START Exercise data
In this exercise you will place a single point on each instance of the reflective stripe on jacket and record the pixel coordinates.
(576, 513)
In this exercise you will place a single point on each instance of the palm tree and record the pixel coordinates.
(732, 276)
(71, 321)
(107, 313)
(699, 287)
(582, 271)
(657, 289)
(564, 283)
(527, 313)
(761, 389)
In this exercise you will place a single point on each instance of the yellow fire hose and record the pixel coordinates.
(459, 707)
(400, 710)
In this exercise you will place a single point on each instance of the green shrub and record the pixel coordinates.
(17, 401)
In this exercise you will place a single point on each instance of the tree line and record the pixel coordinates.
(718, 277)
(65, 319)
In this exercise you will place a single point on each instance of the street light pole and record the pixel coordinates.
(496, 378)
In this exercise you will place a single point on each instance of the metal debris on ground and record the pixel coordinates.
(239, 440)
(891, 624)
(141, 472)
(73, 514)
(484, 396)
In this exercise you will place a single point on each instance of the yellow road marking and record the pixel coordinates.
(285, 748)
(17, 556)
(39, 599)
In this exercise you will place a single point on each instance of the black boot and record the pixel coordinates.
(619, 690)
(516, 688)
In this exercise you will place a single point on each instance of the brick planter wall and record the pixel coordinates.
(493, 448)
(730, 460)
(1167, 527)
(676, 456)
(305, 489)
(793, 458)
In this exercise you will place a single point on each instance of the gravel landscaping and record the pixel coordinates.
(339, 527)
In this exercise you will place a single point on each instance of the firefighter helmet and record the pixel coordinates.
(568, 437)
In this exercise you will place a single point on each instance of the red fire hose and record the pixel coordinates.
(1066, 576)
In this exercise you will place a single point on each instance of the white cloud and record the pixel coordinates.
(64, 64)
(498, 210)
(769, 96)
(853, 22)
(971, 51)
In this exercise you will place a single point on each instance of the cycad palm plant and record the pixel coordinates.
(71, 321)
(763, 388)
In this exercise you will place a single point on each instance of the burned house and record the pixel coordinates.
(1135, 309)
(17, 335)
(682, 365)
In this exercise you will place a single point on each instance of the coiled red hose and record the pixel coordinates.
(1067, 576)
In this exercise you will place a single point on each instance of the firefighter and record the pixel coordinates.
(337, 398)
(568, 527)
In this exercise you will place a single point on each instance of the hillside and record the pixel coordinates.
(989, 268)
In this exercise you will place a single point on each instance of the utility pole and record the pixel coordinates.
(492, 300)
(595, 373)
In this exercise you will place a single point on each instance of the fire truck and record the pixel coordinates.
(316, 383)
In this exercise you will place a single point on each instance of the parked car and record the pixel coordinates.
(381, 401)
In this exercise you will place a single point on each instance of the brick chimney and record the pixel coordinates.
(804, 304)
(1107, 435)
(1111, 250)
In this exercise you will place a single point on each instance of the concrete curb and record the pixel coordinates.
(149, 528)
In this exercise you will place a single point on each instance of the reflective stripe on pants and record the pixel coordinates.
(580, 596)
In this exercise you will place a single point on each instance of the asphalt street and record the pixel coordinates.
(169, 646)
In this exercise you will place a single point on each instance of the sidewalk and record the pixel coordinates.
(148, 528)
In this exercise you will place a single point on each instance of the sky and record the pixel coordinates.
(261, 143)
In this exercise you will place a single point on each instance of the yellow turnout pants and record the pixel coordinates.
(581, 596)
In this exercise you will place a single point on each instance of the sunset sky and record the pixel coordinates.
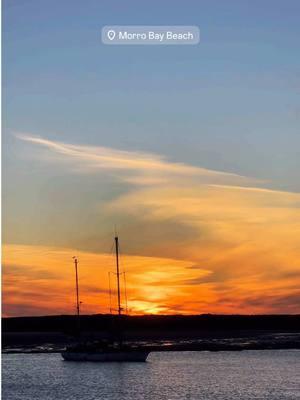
(192, 153)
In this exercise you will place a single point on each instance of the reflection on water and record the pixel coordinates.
(244, 375)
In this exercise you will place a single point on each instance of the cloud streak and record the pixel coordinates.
(142, 168)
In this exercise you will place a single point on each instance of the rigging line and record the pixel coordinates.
(125, 290)
(110, 309)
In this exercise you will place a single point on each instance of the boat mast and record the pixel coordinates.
(77, 293)
(118, 274)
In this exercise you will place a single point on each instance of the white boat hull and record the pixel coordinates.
(120, 356)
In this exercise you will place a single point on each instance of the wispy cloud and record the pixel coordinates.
(216, 239)
(142, 168)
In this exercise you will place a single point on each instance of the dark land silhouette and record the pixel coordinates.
(160, 332)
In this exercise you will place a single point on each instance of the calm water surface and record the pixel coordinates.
(166, 376)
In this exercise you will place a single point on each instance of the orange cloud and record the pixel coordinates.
(204, 244)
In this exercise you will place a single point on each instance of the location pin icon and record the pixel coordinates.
(111, 35)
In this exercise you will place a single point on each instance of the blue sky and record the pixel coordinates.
(192, 151)
(231, 103)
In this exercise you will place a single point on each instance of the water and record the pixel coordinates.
(264, 375)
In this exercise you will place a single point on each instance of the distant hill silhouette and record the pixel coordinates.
(153, 323)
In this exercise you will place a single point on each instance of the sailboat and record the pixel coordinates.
(104, 351)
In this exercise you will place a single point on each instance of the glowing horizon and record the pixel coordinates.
(233, 250)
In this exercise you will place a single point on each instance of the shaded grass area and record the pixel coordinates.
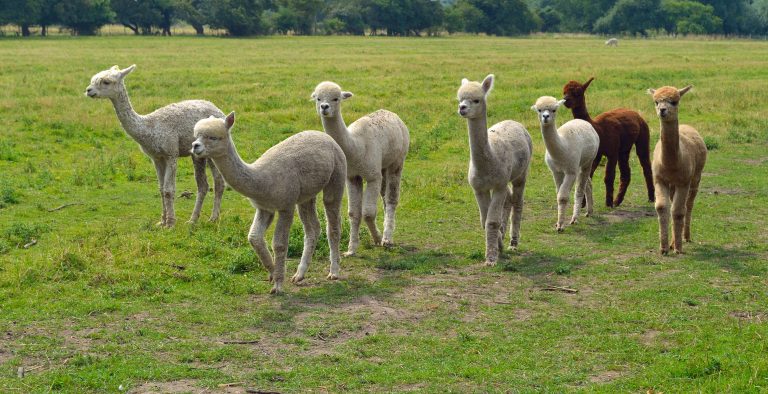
(105, 299)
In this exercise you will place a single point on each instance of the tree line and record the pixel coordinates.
(394, 17)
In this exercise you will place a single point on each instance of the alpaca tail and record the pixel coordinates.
(642, 148)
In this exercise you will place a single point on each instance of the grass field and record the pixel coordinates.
(105, 301)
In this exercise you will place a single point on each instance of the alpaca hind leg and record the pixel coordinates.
(355, 211)
(624, 178)
(391, 198)
(169, 191)
(160, 170)
(308, 216)
(662, 204)
(610, 178)
(218, 190)
(198, 164)
(678, 217)
(493, 225)
(370, 206)
(332, 196)
(280, 248)
(517, 214)
(562, 200)
(692, 192)
(261, 222)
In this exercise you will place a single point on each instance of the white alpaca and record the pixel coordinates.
(290, 173)
(570, 151)
(164, 135)
(375, 146)
(498, 156)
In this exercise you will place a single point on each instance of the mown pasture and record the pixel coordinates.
(104, 301)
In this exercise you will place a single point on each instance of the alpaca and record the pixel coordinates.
(290, 173)
(570, 152)
(164, 135)
(678, 160)
(375, 146)
(498, 156)
(618, 129)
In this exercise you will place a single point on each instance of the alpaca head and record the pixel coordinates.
(328, 97)
(107, 83)
(573, 92)
(546, 107)
(666, 99)
(472, 97)
(212, 136)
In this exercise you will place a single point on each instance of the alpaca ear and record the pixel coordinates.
(586, 84)
(488, 84)
(127, 71)
(229, 120)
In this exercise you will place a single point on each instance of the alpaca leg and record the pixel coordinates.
(355, 202)
(218, 190)
(662, 211)
(332, 202)
(308, 216)
(692, 192)
(370, 202)
(517, 214)
(493, 225)
(198, 165)
(391, 199)
(280, 248)
(562, 199)
(624, 177)
(261, 222)
(160, 170)
(610, 178)
(169, 191)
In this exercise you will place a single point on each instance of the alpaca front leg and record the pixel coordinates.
(562, 200)
(218, 190)
(280, 248)
(308, 216)
(662, 211)
(355, 211)
(391, 182)
(160, 170)
(678, 217)
(370, 198)
(201, 180)
(169, 191)
(261, 222)
(493, 226)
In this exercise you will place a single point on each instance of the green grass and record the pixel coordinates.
(104, 299)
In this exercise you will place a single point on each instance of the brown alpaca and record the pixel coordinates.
(677, 164)
(618, 129)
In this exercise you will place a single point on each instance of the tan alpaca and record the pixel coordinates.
(677, 164)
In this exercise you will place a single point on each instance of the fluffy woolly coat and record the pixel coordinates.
(618, 129)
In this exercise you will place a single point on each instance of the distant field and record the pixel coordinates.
(104, 300)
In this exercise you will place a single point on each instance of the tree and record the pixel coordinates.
(84, 17)
(630, 16)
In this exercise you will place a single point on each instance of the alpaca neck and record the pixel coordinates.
(479, 147)
(129, 119)
(579, 111)
(670, 142)
(241, 176)
(552, 140)
(337, 129)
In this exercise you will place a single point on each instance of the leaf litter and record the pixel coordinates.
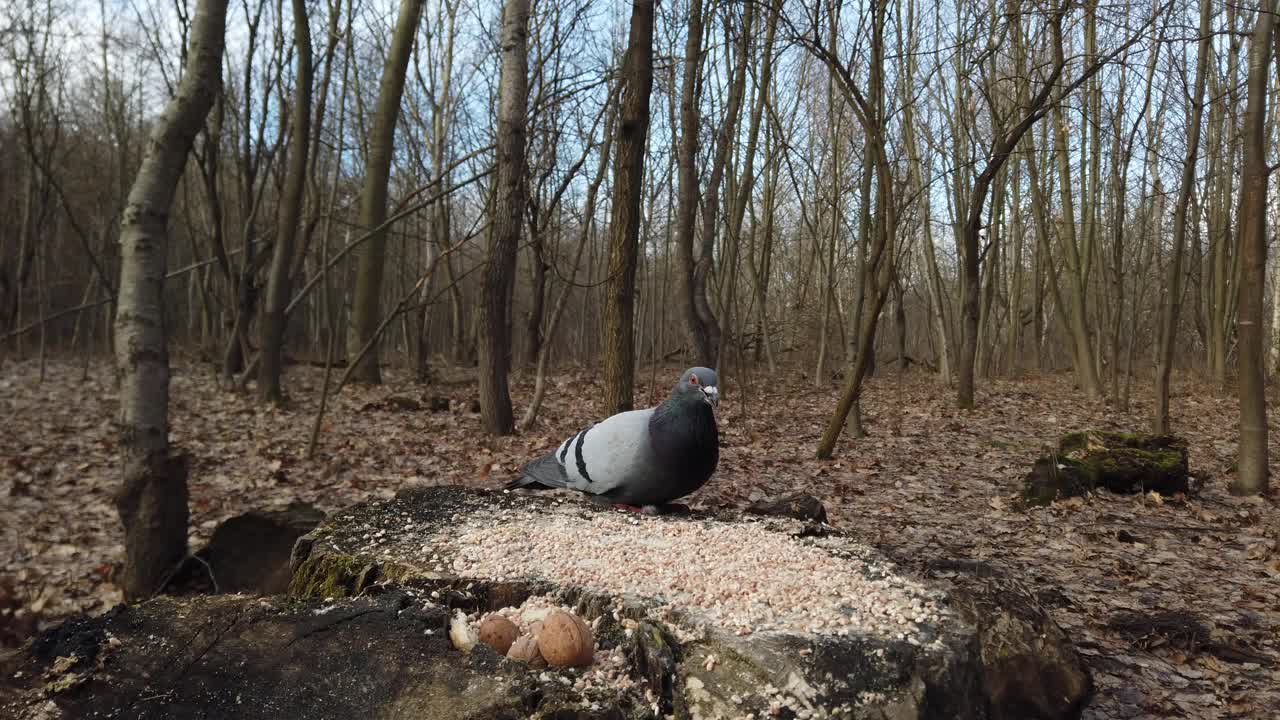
(1173, 601)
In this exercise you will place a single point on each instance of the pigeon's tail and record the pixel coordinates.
(544, 473)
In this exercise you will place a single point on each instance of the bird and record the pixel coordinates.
(639, 460)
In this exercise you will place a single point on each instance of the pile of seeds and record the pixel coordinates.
(735, 575)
END Exercise data
Starting at the line with "pigeon's tail and record the pixel coordinates.", restate each line through the end of the records, both ends included, and stop there.

**Answer area:**
In this exercise you will place a single point on each instance of the pigeon's tail and record the pixel coordinates.
(544, 473)
In this exercise you will place a single point on each instance of the bird and record the pixel coordinates.
(639, 460)
In this exercise you will place a single point on each instance of the pile of seeds and record the pixel coordinates.
(735, 575)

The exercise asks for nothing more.